* GOAL OF THE EXERCISE *
Copy everything in the data below, from the line containing "on the pedestrian" down to the end, and swap "marker" for "dot", leaving all else unchanged.

* EXTRACTED ENTRIES *
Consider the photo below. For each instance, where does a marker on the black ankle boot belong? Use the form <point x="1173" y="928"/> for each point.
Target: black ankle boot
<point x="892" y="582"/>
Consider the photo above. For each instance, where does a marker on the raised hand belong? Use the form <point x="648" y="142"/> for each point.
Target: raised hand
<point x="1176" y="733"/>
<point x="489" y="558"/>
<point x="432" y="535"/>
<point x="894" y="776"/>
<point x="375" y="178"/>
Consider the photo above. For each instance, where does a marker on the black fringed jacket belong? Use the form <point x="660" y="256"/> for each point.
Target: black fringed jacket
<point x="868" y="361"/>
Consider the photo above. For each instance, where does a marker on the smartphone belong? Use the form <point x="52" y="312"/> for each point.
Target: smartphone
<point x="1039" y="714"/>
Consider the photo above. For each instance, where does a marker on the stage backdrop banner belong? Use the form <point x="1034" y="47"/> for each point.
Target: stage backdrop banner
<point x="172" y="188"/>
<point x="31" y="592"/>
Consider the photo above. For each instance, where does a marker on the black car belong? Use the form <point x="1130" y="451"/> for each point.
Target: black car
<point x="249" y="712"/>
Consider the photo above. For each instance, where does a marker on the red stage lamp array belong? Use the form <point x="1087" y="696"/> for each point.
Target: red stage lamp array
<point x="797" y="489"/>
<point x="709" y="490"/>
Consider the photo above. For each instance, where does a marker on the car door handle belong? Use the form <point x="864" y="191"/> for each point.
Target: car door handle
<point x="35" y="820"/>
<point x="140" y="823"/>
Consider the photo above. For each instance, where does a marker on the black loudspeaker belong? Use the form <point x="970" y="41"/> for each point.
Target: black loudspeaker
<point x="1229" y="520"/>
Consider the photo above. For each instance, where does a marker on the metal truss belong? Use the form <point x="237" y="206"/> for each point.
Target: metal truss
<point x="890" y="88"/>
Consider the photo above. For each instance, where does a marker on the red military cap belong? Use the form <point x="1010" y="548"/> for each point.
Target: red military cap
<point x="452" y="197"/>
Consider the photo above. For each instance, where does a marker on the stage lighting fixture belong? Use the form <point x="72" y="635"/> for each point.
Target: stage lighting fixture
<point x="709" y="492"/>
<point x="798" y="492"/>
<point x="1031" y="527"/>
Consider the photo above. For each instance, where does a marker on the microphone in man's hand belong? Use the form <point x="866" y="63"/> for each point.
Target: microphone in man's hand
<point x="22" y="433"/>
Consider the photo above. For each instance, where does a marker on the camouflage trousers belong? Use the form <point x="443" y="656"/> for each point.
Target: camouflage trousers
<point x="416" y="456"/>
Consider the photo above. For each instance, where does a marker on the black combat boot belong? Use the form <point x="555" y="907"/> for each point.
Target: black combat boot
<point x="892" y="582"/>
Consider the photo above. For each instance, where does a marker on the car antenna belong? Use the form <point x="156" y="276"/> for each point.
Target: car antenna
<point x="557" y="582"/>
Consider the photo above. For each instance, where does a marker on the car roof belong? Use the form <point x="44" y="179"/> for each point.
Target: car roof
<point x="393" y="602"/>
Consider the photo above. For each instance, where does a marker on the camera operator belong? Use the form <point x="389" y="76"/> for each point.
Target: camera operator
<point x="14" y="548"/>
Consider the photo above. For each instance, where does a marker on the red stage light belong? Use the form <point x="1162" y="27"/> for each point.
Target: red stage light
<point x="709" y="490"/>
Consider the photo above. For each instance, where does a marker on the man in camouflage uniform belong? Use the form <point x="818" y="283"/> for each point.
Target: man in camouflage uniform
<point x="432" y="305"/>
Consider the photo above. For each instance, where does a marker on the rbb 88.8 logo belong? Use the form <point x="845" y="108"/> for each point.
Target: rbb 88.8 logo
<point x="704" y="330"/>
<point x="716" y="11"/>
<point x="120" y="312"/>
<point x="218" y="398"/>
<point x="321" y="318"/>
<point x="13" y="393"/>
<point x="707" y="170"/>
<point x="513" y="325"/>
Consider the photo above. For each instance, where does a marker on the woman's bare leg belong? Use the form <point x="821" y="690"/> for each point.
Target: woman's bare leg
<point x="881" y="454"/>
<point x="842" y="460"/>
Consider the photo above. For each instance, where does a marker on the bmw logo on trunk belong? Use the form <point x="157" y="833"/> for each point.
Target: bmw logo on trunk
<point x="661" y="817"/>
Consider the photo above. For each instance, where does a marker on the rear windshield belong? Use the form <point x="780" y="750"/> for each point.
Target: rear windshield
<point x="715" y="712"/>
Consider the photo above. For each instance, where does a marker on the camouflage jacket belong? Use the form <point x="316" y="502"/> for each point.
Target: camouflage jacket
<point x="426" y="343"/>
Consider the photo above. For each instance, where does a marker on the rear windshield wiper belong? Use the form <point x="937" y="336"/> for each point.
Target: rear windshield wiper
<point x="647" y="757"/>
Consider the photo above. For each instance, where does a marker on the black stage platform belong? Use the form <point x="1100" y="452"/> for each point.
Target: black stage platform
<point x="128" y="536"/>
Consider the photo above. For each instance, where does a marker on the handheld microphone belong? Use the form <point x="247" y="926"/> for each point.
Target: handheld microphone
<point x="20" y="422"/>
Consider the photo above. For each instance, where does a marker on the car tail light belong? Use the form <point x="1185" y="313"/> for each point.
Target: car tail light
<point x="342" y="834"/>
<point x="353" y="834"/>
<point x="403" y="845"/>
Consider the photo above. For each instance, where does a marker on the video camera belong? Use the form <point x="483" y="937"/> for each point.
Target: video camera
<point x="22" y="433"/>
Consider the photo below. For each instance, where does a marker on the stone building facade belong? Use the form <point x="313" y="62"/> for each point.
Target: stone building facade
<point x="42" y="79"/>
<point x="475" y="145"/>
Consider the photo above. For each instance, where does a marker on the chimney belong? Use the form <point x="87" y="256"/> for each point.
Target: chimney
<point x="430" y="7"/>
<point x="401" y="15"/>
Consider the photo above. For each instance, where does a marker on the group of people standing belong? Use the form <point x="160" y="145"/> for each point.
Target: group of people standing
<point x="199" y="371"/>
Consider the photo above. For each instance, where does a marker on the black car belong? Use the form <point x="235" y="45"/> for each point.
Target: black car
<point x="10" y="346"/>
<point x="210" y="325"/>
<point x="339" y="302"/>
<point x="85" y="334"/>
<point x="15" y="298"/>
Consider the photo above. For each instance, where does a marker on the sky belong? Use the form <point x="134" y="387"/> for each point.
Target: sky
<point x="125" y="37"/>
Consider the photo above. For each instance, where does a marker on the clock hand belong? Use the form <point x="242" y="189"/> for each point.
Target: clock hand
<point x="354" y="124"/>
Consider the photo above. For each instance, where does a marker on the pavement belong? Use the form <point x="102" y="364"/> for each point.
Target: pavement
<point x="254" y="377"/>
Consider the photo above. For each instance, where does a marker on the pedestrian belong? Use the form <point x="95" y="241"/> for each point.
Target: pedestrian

* WORKED ANSWER *
Consider the photo above. For each instance, where does a dot on the pedestrian belong? Use the form <point x="95" y="241"/> for each point.
Target: pedestrian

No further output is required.